• _What to work on_:
[a] In the music blog excerpt, how many of the songs on Fleetwood Mac's Tusk album did Lindsey Buckingham write?
[b] Reproduce word for word the part of the music blog excerpt that opens with the words containing "Wednesday, December 7, 2011" and closes with "back in 1986.".

• _Source excerpt_:
Wednesday, December 7, 2011

Trivial Notes

Toni Tennille provided backing vocals for pink Floyd's album The Wall. The Captain was nowhere in sight.

"Weird Al" Yankovic released a single called "Christmas at Ground Zero," way back in 1986.

Lindsey Buckingham wrote nine of the songs on Fleetwood Mac's Tusk album; Stevie Nicks wrote five. Still, Stevie's songs take up more of the original album's running time than Lindsey's.

Donovan and the Beastie Boys are both going to be inducted into the Rock & Roll Hall of Fame next year, which means that the Beasties' King Ad Rock will be forced to share a stage with his ex-father-in-law. Awkward! I'll have much more on the Class of 2012 shortly.

Tweedle-ee-Deedle-ee-Deet

If you just can't get enough of whatever it is we do around here, you may wish to head on over to Twitter and follow @TJNawrocki and @RealJoeLevy. Just a suggestion.

Thursday, December 1, 2011

Mazel Tov to the Baby Jesus!

Top Ten Christmas Albums by Jewish Artists:

10. Christmas Sing-Along With Mitch, by Mitch Miller
9. Miracles: The Holiday Album, by Kenny G
8. Christmas With Eddie Fisher, by Eddie Fisher
7. Barenaked for the Holidays, by Barenaked Ladies
6. Christmas Is Almost Here, by Carly Simon
5. In the Swing of Christmas, by Barry Manilow
4. A Cherry Cherry Christmas, by Neil Diamond
3. A Christmas Album, by Barbra Streisand
2. Christmas in the Heart, by Bob Dylan
1. A Christmas Gift for You, by Phil Spector

Wednesday, November 23, 2011

Bumper

I know no one other than me is interested in these old NFL games on YouTube - I'm currently watching a Buccaneers/Falcons game from 1979, which has me questioning my own sanity - but there's a lot of cultural detritus to be found in these telecasts, especially if you're fortunate enough to find one with all the commercials intact. It's a real window into what the 1970s were really like, much moreso than, say, listening to Steely Dan's Pretzel Logic. Or into what my 1970s were like, anyway.

For instance, in the early 1970s, did you know that there were still a lot of cigar ads on TV? If you wanted to give someone White Owls for Christmas, there was an ad giving you your range of possibilities. There was even the occasional spot for pipe tobacco. You don't see that much anymore.

Even within the broadcasts, there are all sorts of great little nuggets. I've seen CBS games from consecutive weeks in 1979, and they're pimping pretty hard the "Battle of the NFL Cheerleaders," to be seen on the upcoming Saturday's CBS Sports Spectacular. I haven't seen it, but I'm assuming this battle was fought with poleaxes and maces, World of Warcraft-style.

At one point, there's a graphic showing the evening's CBS lineup, including The Jefferson's [sic], which is only slightly less embarrassing than the fact that that series was preceded by Alice, surely the worst sitcom ever produced in the free world. C'mon, guys, don't you know how to use an apostrophe? Tiffany Network, my left buttcheek.

• _Collected data_:
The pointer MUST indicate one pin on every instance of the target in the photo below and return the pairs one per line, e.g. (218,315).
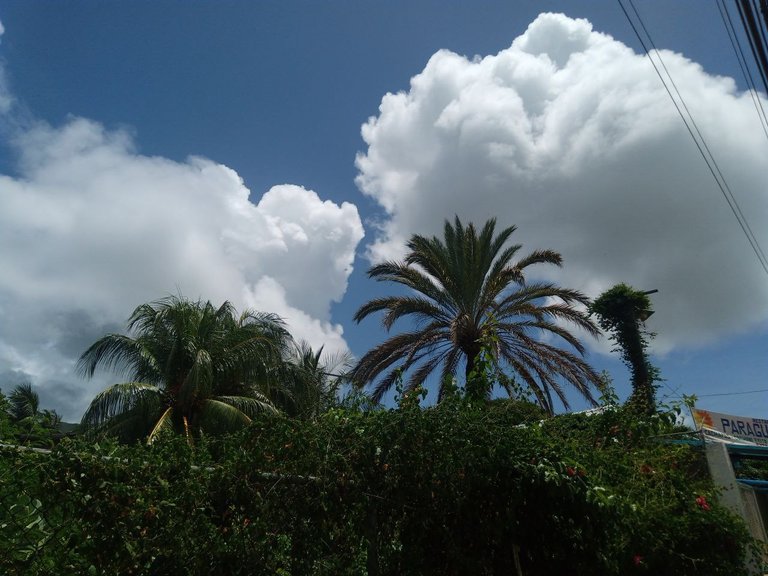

• _The replies_:
[a] Nine

[b]
Wednesday, December 7, 2011

Trivial Notes

Toni Tennille provided backing vocals for pink Floyd's album The Wall. The Captain was nowhere in sight.

"Weird Al" Yankovic released a single called "Christmas at Ground Zero," way back in 1986.